WORK TO DO
In the post about the bank bailout, what kind of loan should banks be required to accept the bailout money as?

SUPPLIED TEXT
◇ ◇ ◇ ◇ ◇ ◇ ◇

Archive for year: 2008

Are the Bank hording the $$$$$

The latest bad news – the government approves 700 Billion for the banks – and the banks take the money and stash it – rather than lending it. Rather than gripe about it – there is a simple solution. Most of the money has not been given out as yet – so STOP IT – pass a new bill and change the deal. Here’s how it should change – any Bank that wants the bailout money – must accept it as a “demand” loan – which means the Fed can call the loan at any time and demand repayment. This is precisely how these same banks lend money to businesses. If its good for the goose – its good for the gander! If the Banks don’t start lending money and doing as the Fed sees is in the public interest – then the Fed calls the loan. Thus – either the bank plays ball – or they are out of the game. Congress — it is not that complicated if you’d stop and think for a second.

Auto Industry Bail Out – What is so Complicated?

◇ ◇ ◇ ◇ ◇ ◇ ◇

DATA ENTRIES
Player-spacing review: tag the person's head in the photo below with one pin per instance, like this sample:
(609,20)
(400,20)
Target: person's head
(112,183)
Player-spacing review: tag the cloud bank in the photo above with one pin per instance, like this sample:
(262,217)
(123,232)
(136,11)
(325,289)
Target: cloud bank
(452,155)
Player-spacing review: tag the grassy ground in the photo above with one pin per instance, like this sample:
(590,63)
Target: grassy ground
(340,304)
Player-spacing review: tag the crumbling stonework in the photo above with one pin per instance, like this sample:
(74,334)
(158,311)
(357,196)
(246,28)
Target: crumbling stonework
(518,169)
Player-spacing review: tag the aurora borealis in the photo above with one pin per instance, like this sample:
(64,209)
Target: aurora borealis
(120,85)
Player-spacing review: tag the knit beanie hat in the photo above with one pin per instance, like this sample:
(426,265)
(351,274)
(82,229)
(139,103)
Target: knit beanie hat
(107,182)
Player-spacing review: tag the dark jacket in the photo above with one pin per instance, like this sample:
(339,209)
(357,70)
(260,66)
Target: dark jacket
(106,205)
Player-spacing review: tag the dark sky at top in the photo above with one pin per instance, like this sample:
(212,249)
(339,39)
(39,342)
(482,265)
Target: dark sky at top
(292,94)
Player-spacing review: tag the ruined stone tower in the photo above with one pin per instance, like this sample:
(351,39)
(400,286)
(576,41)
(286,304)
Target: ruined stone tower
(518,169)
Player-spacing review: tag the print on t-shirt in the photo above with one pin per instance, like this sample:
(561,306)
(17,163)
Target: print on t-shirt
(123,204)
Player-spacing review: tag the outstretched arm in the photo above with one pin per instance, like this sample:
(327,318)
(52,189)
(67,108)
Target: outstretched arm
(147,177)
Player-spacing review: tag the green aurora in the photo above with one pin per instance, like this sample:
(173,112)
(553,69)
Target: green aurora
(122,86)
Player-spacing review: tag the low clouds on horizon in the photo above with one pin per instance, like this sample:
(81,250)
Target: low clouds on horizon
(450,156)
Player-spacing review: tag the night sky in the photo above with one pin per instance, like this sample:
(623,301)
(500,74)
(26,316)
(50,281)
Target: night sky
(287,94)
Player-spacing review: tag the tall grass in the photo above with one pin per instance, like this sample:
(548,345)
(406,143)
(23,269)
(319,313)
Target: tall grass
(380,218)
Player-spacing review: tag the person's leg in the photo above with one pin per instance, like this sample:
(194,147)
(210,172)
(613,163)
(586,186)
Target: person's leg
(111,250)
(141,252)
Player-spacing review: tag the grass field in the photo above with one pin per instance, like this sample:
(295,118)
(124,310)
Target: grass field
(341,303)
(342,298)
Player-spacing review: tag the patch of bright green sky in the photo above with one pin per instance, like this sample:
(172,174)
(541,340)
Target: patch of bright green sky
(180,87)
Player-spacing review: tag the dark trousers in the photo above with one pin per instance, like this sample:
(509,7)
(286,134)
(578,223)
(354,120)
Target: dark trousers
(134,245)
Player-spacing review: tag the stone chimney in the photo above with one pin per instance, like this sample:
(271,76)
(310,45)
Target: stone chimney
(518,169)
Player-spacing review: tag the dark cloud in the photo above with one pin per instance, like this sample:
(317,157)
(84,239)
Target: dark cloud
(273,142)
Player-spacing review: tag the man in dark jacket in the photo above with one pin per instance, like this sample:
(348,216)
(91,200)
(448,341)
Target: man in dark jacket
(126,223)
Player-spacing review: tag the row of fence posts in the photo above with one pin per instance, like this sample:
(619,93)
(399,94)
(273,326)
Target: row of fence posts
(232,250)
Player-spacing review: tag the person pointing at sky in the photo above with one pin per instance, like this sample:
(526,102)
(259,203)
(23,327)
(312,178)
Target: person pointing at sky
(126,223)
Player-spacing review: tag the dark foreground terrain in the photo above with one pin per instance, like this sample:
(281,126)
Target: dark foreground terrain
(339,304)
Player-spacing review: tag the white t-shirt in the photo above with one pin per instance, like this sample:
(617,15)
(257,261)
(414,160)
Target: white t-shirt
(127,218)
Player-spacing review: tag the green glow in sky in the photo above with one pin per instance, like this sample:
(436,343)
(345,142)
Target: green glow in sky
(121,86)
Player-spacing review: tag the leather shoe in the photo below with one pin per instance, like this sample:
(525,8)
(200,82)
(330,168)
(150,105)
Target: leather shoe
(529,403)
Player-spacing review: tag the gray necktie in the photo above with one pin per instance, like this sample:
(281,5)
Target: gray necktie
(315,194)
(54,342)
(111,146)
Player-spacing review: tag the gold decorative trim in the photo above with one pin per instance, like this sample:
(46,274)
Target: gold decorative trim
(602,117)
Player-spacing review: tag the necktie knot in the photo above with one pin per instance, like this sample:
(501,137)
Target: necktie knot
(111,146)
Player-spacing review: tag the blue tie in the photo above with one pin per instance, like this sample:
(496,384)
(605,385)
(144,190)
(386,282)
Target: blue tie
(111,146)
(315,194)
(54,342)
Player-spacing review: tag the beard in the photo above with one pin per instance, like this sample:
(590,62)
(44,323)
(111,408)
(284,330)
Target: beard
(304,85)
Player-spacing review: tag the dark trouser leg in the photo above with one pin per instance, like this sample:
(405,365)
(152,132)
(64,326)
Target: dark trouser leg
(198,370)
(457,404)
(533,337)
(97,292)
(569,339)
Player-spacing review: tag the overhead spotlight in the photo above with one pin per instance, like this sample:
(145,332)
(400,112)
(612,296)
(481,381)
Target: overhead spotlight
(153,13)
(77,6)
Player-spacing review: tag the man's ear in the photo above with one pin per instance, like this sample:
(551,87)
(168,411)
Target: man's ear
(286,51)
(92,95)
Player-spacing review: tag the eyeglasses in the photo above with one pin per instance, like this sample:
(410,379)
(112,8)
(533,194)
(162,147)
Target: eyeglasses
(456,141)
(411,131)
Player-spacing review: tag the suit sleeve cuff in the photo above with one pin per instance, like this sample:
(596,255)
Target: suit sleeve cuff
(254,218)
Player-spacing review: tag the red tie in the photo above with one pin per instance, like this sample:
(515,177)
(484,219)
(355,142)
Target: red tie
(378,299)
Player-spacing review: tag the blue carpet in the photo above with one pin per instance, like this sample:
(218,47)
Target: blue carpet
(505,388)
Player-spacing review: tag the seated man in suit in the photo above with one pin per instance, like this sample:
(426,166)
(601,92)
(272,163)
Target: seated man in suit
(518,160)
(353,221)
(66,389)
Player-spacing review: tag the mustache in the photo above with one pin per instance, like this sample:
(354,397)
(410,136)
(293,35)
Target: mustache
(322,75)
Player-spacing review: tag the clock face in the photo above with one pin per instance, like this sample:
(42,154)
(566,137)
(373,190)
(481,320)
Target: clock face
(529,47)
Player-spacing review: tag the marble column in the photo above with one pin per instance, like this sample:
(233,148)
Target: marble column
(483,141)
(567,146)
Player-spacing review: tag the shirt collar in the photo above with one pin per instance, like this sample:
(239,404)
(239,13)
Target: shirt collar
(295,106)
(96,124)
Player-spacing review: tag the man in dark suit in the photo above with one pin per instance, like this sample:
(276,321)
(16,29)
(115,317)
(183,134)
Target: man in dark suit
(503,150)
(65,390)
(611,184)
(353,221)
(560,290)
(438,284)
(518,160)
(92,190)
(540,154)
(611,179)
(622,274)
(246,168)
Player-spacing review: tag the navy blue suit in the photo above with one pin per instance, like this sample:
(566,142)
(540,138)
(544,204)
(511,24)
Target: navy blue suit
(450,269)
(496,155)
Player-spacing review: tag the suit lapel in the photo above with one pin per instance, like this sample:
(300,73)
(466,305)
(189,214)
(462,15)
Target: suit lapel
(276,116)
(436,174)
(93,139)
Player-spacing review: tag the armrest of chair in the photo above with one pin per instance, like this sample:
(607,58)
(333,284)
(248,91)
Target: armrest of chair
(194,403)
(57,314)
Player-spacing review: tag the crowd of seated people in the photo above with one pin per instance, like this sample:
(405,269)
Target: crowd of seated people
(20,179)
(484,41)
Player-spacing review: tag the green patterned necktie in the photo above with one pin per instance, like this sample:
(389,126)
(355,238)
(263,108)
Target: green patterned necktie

◇ ◇ ◇ ◇ ◇ ◇ ◇

ANSWER TO THIS TASK
A "demand" loan, which the Fed can call at any time and demand repayment.